SHORT PROBLEM » Could you copy out every one of the records below word for word, leaving the pictures out?

TASK INPUTS »
= = = = =

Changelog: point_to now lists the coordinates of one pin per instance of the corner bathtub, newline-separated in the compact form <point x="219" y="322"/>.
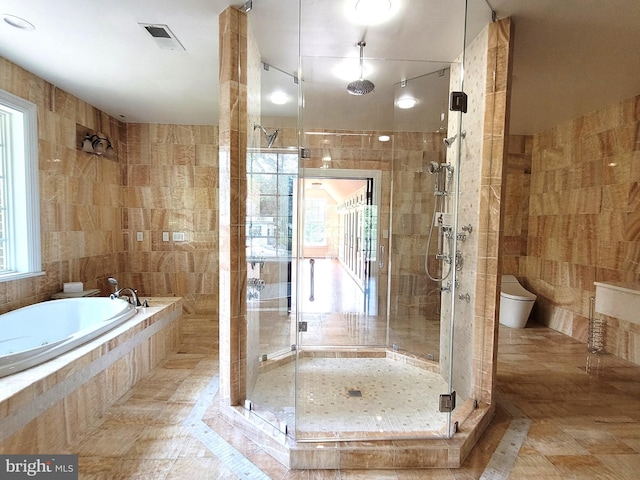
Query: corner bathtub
<point x="32" y="335"/>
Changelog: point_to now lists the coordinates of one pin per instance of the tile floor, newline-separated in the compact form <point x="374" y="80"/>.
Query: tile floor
<point x="390" y="398"/>
<point x="582" y="412"/>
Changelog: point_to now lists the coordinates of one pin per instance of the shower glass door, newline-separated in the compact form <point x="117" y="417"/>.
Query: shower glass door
<point x="346" y="336"/>
<point x="371" y="374"/>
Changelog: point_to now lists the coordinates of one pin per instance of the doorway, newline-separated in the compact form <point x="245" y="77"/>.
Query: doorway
<point x="338" y="270"/>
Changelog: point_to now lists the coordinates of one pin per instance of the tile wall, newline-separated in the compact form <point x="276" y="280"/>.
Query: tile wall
<point x="164" y="179"/>
<point x="82" y="195"/>
<point x="171" y="183"/>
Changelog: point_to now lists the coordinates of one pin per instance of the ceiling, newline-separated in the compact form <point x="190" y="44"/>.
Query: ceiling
<point x="570" y="57"/>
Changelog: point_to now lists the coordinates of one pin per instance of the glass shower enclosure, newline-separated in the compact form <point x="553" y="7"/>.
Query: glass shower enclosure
<point x="351" y="229"/>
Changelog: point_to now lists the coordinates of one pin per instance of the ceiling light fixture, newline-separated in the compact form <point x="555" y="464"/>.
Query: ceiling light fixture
<point x="94" y="143"/>
<point x="406" y="102"/>
<point x="17" y="22"/>
<point x="370" y="12"/>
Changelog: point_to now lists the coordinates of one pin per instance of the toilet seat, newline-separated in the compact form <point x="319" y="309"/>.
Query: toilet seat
<point x="513" y="290"/>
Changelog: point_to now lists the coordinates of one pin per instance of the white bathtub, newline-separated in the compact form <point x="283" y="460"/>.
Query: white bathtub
<point x="32" y="335"/>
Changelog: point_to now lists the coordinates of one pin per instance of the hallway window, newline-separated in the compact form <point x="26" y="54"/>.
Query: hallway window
<point x="314" y="222"/>
<point x="19" y="194"/>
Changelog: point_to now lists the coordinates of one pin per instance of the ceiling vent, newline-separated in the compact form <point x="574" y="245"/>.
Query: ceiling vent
<point x="163" y="36"/>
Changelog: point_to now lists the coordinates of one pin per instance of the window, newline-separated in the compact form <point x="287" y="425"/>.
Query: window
<point x="271" y="178"/>
<point x="19" y="193"/>
<point x="314" y="222"/>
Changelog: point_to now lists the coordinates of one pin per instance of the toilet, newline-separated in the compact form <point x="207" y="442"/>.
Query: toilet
<point x="516" y="303"/>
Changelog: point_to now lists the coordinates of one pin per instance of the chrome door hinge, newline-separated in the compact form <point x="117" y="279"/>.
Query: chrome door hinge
<point x="447" y="402"/>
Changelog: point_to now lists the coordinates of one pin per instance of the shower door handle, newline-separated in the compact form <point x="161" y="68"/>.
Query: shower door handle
<point x="312" y="262"/>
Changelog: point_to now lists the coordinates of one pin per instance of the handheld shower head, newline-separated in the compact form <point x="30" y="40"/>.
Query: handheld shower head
<point x="434" y="167"/>
<point x="451" y="140"/>
<point x="271" y="137"/>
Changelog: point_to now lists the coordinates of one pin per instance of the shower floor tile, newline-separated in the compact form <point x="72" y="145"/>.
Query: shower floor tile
<point x="349" y="397"/>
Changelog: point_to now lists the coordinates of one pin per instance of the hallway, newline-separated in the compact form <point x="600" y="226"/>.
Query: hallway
<point x="583" y="413"/>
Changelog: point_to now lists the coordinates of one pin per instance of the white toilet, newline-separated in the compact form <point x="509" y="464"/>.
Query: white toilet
<point x="516" y="302"/>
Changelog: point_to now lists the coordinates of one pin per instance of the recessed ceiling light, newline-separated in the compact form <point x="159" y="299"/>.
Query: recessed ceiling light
<point x="279" y="98"/>
<point x="17" y="22"/>
<point x="406" y="102"/>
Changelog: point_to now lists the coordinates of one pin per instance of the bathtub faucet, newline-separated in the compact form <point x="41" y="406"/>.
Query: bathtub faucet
<point x="132" y="298"/>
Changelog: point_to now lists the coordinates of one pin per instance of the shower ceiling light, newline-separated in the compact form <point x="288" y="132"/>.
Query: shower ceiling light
<point x="406" y="102"/>
<point x="370" y="12"/>
<point x="279" y="98"/>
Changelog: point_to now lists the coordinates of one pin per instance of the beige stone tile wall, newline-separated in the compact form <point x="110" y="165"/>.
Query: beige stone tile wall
<point x="82" y="196"/>
<point x="171" y="185"/>
<point x="583" y="217"/>
<point x="516" y="203"/>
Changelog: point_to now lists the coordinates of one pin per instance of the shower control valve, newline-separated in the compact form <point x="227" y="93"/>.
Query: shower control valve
<point x="466" y="297"/>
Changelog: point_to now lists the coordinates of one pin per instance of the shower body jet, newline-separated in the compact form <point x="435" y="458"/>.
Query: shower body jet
<point x="448" y="142"/>
<point x="271" y="137"/>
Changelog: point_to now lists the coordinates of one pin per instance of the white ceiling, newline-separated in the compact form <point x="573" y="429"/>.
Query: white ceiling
<point x="570" y="57"/>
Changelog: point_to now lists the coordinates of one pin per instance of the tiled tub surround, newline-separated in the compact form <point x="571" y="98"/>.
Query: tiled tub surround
<point x="44" y="408"/>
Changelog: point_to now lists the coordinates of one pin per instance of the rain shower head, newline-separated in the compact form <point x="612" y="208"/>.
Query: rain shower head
<point x="271" y="137"/>
<point x="361" y="86"/>
<point x="450" y="140"/>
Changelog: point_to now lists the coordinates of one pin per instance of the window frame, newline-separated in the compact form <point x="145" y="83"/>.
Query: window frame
<point x="24" y="257"/>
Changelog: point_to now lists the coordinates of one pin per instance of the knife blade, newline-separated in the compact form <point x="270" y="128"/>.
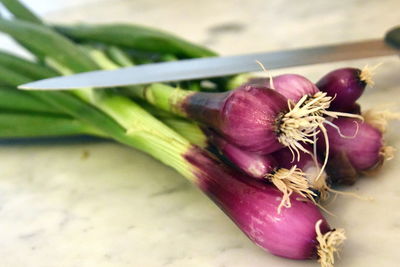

= = = = =

EXERCISE OUTPUT »
Changelog: point_to now lists the coordinates of one pin per instance of the corner bathtub, newline-separated in the compact form <point x="219" y="322"/>.
Query: corner bathtub
<point x="32" y="335"/>
Changelog: point_to now lists the coordinates of one pin per instance of the tile floor, newline-separated in the compact form <point x="374" y="80"/>.
Query: tile floor
<point x="390" y="398"/>
<point x="582" y="412"/>
Changelog: point_to now lists the coordinates of one pin per instance of the shower glass door, newline-separated in the compact form <point x="117" y="417"/>.
Query: shower glass door
<point x="346" y="336"/>
<point x="371" y="374"/>
Changelog: point_to now lists the coordinates of one pin per instance of the doorway, newline-separated in the compact form <point x="245" y="77"/>.
Query: doorway
<point x="338" y="270"/>
Changelog: point_to now lists the coordinates of one pin per instance of the tile wall, newline-separated in the compact form <point x="276" y="280"/>.
Query: tile wall
<point x="164" y="179"/>
<point x="82" y="195"/>
<point x="171" y="183"/>
Changelog: point_to now lists the coordinates of one pin per instance of the ceiling, newline-separated in the compact form <point x="190" y="44"/>.
Query: ceiling
<point x="570" y="57"/>
Changelog: point_to now lists the coordinates of one pin per instance of the glass shower enclosure, newline-separated in the compact form <point x="553" y="7"/>.
Query: glass shower enclosure
<point x="351" y="229"/>
Changelog: point_to now lists the coordinates of one pin per instance of the ceiling light fixture, newline-separated in the compact form <point x="555" y="464"/>.
Query: ceiling light fixture
<point x="94" y="143"/>
<point x="406" y="102"/>
<point x="17" y="22"/>
<point x="370" y="12"/>
Changelog: point_to now lists the coordinates of one pin per instance of the toilet seat, newline-separated in the compact form <point x="319" y="309"/>.
Query: toilet seat
<point x="513" y="290"/>
Changelog: point_to now lists the coordinates of one pin per instance of the white bathtub, newline-separated in the compact form <point x="283" y="460"/>.
Query: white bathtub
<point x="32" y="335"/>
Changelog: point_to now lists the coordinates of one pin per instance of the hallway window, newline-separated in the compact form <point x="26" y="54"/>.
Query: hallway window
<point x="314" y="222"/>
<point x="19" y="194"/>
Changelog: point_to now lists the coordinates of one pin per instance of the ceiling vent, newline-separated in the compact form <point x="574" y="245"/>.
Query: ceiling vent
<point x="163" y="36"/>
Changelog: point_to now lists the coordinates of one pin per instance of the window, newline-separated in the compact form <point x="287" y="425"/>.
Query: window
<point x="271" y="178"/>
<point x="19" y="193"/>
<point x="314" y="222"/>
Changelog: point_to now lists the coordinates of one pin per instance of the toilet, newline-separated in the compact form <point x="207" y="442"/>.
Query: toilet
<point x="516" y="303"/>
Changelog: point_to now lists the coordinates of one pin per instance of the chrome door hinge, newline-separated in the compact form <point x="117" y="279"/>.
Query: chrome door hinge
<point x="447" y="402"/>
Changelog: point_to now lists the coordinates of one pin per instance of the shower door handle, newline-separated in the compact form <point x="161" y="68"/>.
Query: shower door handle
<point x="312" y="262"/>
Changelog: point_to now lists the coordinates of one pin per instance of the handheld shower head, newline-separated in the compact form <point x="30" y="40"/>.
Query: handheld shower head
<point x="434" y="167"/>
<point x="451" y="140"/>
<point x="271" y="137"/>
Changelog: point_to now lists the coordinates of one pin per instance of the shower floor tile, newline-separated in the compact form <point x="72" y="145"/>.
Query: shower floor tile
<point x="349" y="397"/>
Changelog: point_to now lists the coordinates of one pin per instance of the hallway, newline-separated in the compact form <point x="600" y="226"/>.
Query: hallway
<point x="583" y="413"/>
Changelog: point_to now lists the coordinates of one pin per instance of the white toilet, newline-separated in the compact form <point x="509" y="464"/>.
Query: white toilet
<point x="516" y="302"/>
Changelog: point_to now lists the coordinates of one pin per instance of the recessed ceiling light, newline-separated in the compact form <point x="159" y="299"/>.
Query: recessed ceiling light
<point x="279" y="98"/>
<point x="17" y="22"/>
<point x="406" y="102"/>
Changelog: point_to now lists the coordinates of one pin per instance of the bathtub faucet, newline-separated in the compact form <point x="41" y="406"/>.
Query: bathtub faucet
<point x="132" y="298"/>
Changelog: point_to now lists the coordinates of one pin per instance of the shower ceiling light, newline-separated in the compact form <point x="288" y="132"/>.
Query: shower ceiling light
<point x="406" y="102"/>
<point x="370" y="12"/>
<point x="279" y="98"/>
Changelog: point_to now lists the coordinates of one pin per instance of the beige stone tile wall, newline-separated in the compact form <point x="110" y="165"/>.
Query: beige stone tile wall
<point x="82" y="196"/>
<point x="171" y="185"/>
<point x="583" y="217"/>
<point x="516" y="203"/>
Changelog: point_to now lists the coordinates of one pin per instance of the shower control valve, newline-separated in the compact form <point x="227" y="93"/>.
Query: shower control valve
<point x="466" y="297"/>
Changelog: point_to now lists the coordinates of one pin per instance of the shower body jet, newline-separated in the compact form <point x="435" y="458"/>.
Query: shower body jet
<point x="448" y="142"/>
<point x="271" y="137"/>
Changelog: point_to now lists the coordinates of one pin per instance of the white ceiling, newline-separated in the compact form <point x="573" y="429"/>.
Query: white ceiling
<point x="570" y="57"/>
Changelog: point_to now lists the coordinates of one pin per instance of the tiled tub surround, newline-separated in the compact form <point x="571" y="98"/>.
Query: tiled tub surround
<point x="44" y="408"/>
Changelog: point_to now lists the coordinates of one pin per instance of the rain shower head, newline-separated in the compact form <point x="612" y="208"/>.
Query: rain shower head
<point x="271" y="137"/>
<point x="361" y="86"/>
<point x="450" y="140"/>
Changelog: point_to now lists the coordinates of one pin per instance of the window frame, newline-separated in the compact form <point x="145" y="83"/>.
Query: window frame
<point x="24" y="257"/>
Changelog: point_to now lists the coordinates of one pin per instance of the knife blade, newline-separated in the compact form <point x="270" y="128"/>.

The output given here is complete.